▶ _Task to carry out_: Copy out all lines in the data below containing the string "hedge".

▶ _Supplied data_:
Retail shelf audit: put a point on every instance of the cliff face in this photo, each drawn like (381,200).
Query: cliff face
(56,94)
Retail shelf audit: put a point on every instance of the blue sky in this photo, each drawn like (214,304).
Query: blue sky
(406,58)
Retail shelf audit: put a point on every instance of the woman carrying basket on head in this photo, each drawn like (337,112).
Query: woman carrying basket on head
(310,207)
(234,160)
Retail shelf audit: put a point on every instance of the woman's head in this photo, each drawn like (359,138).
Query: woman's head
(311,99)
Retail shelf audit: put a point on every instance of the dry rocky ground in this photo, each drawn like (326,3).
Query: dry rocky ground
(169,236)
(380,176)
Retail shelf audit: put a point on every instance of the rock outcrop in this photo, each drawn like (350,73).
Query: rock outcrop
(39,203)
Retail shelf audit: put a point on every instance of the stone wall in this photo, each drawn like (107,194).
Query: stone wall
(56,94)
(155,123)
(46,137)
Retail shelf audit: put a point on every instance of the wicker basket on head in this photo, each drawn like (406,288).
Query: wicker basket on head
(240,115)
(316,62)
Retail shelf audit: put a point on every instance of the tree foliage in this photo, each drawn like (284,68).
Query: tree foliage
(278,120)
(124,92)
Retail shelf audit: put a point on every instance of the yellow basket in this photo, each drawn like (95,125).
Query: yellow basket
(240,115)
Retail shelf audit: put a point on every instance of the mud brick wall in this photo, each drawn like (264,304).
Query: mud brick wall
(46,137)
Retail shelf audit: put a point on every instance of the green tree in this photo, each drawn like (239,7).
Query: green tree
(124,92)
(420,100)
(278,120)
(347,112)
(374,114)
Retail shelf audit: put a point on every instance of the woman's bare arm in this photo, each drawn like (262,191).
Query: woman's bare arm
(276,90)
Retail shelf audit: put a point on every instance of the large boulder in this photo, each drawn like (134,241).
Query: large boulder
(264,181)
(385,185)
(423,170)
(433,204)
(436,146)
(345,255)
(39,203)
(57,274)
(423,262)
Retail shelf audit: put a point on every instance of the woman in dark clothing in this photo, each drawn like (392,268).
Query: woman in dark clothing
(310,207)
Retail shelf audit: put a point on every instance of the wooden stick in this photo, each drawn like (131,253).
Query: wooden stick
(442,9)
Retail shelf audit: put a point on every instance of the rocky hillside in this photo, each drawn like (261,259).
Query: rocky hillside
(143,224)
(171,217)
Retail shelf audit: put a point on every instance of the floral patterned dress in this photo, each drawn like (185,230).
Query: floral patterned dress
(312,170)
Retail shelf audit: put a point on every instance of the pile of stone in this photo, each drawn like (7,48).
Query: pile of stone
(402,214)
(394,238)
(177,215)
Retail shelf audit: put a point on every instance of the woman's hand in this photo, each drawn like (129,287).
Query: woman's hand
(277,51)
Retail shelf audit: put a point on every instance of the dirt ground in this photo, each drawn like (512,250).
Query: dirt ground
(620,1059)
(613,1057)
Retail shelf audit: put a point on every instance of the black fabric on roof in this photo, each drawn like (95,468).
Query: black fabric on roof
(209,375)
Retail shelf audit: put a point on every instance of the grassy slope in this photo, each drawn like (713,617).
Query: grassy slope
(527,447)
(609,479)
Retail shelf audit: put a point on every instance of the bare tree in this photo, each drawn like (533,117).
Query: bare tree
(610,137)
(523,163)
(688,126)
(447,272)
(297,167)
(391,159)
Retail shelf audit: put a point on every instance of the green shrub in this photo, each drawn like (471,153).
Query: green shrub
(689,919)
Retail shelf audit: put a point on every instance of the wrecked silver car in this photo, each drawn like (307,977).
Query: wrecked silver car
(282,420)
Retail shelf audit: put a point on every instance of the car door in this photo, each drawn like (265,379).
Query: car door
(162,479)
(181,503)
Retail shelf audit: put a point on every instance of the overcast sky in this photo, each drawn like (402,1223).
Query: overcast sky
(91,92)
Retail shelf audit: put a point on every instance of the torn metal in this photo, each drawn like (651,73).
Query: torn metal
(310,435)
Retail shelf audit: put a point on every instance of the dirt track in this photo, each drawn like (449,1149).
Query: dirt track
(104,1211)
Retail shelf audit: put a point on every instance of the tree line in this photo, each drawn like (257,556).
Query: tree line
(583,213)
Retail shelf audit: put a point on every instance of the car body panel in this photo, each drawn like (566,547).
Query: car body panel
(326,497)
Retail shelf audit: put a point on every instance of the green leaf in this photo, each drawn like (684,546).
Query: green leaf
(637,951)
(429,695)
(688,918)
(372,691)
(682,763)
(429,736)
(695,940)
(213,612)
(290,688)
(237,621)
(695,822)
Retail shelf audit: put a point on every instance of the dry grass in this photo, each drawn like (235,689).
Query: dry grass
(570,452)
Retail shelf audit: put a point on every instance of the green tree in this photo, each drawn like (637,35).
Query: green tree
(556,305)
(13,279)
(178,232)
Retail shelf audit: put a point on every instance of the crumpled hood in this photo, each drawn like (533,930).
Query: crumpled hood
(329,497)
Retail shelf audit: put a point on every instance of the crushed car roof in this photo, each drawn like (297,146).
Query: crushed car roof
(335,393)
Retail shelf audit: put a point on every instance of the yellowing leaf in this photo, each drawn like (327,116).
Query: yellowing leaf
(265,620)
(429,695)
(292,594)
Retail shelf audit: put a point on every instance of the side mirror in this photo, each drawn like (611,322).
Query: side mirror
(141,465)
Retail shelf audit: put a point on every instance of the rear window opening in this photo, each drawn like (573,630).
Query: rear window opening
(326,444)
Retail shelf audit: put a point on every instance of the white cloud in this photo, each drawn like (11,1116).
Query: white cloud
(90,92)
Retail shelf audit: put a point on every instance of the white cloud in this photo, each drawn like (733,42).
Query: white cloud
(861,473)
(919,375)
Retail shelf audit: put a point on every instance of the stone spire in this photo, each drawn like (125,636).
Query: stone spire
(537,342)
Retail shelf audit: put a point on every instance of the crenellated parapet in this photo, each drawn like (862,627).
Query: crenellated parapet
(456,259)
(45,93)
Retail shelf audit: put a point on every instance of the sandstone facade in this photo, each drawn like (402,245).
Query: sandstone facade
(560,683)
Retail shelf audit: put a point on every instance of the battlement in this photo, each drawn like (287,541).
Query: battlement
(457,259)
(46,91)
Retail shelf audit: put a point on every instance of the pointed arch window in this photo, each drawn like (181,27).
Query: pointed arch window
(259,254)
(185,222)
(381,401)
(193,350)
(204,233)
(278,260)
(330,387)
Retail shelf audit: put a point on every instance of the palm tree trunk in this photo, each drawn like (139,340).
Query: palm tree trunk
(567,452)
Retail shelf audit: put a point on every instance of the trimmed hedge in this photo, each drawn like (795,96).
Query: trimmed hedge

▶ _Response to this task_:
Retail shelf audit: put a point on every instance of the trimmed hedge in this photo, each drawn like (795,96).
Query: trimmed hedge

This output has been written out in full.